▸ **WRITTEN PROBLEM**
Return, word for word, the stretch of the data running from the line that contains "Check that every instance of the patterned" through the last line of the data.

▸ **LISTED RECORDS**
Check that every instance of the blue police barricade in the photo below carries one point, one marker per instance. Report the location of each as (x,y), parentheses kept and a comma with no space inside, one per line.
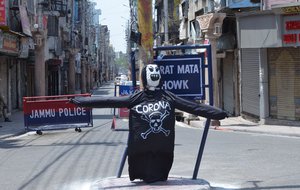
(55,112)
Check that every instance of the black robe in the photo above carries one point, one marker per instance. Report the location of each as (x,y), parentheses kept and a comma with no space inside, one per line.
(151,128)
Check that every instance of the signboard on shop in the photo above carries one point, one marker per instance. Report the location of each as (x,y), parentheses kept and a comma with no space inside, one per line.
(2,13)
(291,30)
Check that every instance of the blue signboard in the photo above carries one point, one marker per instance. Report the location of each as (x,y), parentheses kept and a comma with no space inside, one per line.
(183,75)
(241,4)
(125,90)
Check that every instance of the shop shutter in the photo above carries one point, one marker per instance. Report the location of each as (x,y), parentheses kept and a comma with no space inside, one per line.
(250,82)
(284,85)
(228,93)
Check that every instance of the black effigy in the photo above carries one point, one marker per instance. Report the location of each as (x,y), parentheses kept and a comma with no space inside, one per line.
(151,128)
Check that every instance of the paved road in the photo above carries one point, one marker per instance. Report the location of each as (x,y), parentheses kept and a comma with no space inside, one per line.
(67,160)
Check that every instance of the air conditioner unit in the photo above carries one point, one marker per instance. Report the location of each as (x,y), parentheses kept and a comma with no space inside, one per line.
(217,29)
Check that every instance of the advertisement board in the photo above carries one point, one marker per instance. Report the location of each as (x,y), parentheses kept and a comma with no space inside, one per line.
(183,75)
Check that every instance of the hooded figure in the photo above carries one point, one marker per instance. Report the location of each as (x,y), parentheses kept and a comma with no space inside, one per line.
(151,124)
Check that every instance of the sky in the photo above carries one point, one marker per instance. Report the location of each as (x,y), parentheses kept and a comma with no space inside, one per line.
(115,14)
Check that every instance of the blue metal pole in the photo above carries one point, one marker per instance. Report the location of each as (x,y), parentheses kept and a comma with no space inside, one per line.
(133,75)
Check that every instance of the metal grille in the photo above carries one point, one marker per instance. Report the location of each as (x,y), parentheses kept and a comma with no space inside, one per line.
(250,82)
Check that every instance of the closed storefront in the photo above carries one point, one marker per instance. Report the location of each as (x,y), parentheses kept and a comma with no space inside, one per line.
(228,83)
(250,82)
(284,85)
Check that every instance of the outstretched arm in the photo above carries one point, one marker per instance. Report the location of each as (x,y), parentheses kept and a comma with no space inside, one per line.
(102,102)
(203,110)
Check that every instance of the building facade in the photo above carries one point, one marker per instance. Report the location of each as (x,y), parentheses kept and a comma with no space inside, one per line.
(50,47)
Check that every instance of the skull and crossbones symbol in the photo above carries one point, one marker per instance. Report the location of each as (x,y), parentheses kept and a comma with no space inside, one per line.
(155,120)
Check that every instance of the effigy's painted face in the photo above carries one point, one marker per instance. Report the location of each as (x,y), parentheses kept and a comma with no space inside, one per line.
(153,76)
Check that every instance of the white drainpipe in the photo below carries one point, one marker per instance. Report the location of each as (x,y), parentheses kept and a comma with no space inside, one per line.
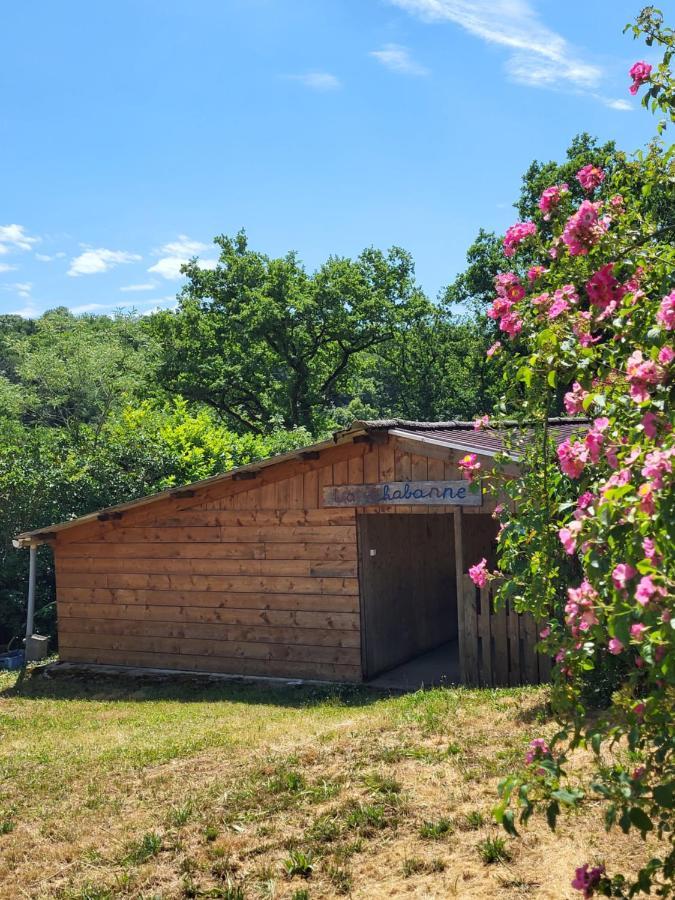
(32,568)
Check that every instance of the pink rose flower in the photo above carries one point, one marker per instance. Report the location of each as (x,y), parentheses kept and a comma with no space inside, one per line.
(590,177)
(622,574)
(666,355)
(507,284)
(642,374)
(637,630)
(586,880)
(666,314)
(647,590)
(580,608)
(535,272)
(615,646)
(574,399)
(538,749)
(604,290)
(469,466)
(639,72)
(649,422)
(572,457)
(479,574)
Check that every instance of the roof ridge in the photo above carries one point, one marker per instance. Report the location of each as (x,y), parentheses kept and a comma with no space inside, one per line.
(375,424)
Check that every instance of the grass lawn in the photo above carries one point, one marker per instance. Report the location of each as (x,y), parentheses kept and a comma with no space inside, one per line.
(122,787)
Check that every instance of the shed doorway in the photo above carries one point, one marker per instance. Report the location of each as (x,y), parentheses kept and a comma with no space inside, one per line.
(408,599)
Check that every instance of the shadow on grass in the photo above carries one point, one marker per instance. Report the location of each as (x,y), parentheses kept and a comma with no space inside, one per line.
(42,683)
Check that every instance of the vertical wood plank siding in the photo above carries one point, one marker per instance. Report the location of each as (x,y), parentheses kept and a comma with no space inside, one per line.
(499,647)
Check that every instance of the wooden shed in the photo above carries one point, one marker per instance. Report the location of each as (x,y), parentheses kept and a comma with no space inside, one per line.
(337,562)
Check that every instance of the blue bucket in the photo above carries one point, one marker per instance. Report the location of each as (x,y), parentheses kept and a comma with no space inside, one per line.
(14,659)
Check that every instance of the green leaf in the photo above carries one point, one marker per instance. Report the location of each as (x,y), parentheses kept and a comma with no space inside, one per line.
(664,794)
(552,811)
(569,798)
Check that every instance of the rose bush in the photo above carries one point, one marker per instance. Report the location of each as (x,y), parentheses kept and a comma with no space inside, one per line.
(586,541)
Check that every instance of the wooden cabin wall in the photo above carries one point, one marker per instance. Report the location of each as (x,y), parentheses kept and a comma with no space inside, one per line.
(245,577)
(249,577)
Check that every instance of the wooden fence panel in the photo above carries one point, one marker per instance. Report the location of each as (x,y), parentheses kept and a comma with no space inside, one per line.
(499,646)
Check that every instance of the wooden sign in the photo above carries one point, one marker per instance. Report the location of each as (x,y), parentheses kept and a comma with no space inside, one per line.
(415,493)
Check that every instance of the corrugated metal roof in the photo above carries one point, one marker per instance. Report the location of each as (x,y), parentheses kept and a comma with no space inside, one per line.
(464,436)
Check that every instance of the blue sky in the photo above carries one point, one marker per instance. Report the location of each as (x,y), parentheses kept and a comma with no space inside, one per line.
(132,132)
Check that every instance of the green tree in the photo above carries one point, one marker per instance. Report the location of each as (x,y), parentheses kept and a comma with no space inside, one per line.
(261,340)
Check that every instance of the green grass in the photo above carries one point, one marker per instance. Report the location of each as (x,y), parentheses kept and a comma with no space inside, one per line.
(121,787)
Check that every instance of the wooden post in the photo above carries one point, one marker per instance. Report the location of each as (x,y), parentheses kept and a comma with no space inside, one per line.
(461,609)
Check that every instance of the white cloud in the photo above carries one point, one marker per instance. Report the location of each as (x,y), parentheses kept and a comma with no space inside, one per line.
(29,311)
(176,253)
(621,105)
(147,286)
(539,56)
(398,59)
(20,288)
(14,237)
(91,262)
(44,257)
(88,307)
(318,81)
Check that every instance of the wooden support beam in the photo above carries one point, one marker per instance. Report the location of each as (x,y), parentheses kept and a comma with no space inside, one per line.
(244,476)
(461,609)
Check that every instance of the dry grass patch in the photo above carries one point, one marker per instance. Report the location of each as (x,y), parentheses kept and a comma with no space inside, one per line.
(116,787)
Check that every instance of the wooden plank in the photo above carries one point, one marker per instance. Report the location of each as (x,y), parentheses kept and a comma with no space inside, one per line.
(265,584)
(312,637)
(431,451)
(386,462)
(348,603)
(466,673)
(469,634)
(151,612)
(370,465)
(310,551)
(513,633)
(419,468)
(485,635)
(341,472)
(436,470)
(261,668)
(154,512)
(528,635)
(222,649)
(266,516)
(500,660)
(162,566)
(408,493)
(355,470)
(311,495)
(402,464)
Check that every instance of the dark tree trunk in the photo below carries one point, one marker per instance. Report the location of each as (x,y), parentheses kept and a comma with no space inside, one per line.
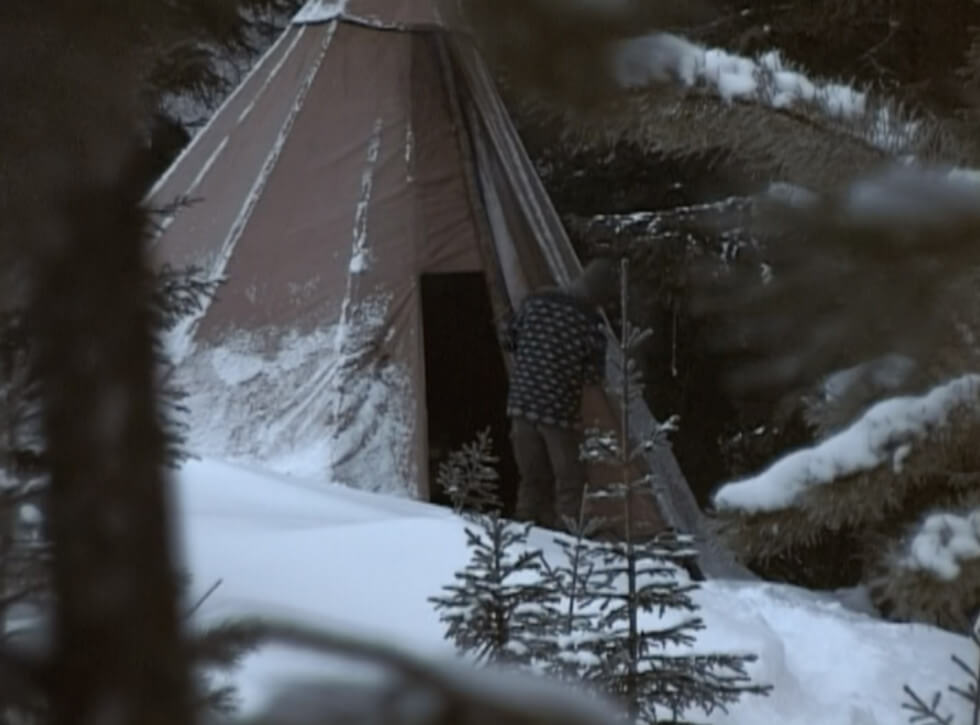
(119,655)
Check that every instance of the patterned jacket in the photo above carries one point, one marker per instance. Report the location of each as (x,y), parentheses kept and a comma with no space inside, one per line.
(559,347)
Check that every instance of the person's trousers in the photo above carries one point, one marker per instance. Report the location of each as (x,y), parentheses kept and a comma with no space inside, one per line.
(552,472)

▸ **WRITTEN ANSWER**
Check that every instance of the patterned jacket in the photo above carries one point, one marker per instance. Report the location of each as (x,y), parentheses kept and a comma with no space inside, one per line.
(559,347)
Check that every instance of the person's trousers in the photo above carries one point, one marker per instance. Report the location of each as (x,y), parentheses kept and a comma with no space inside, one per line.
(552,472)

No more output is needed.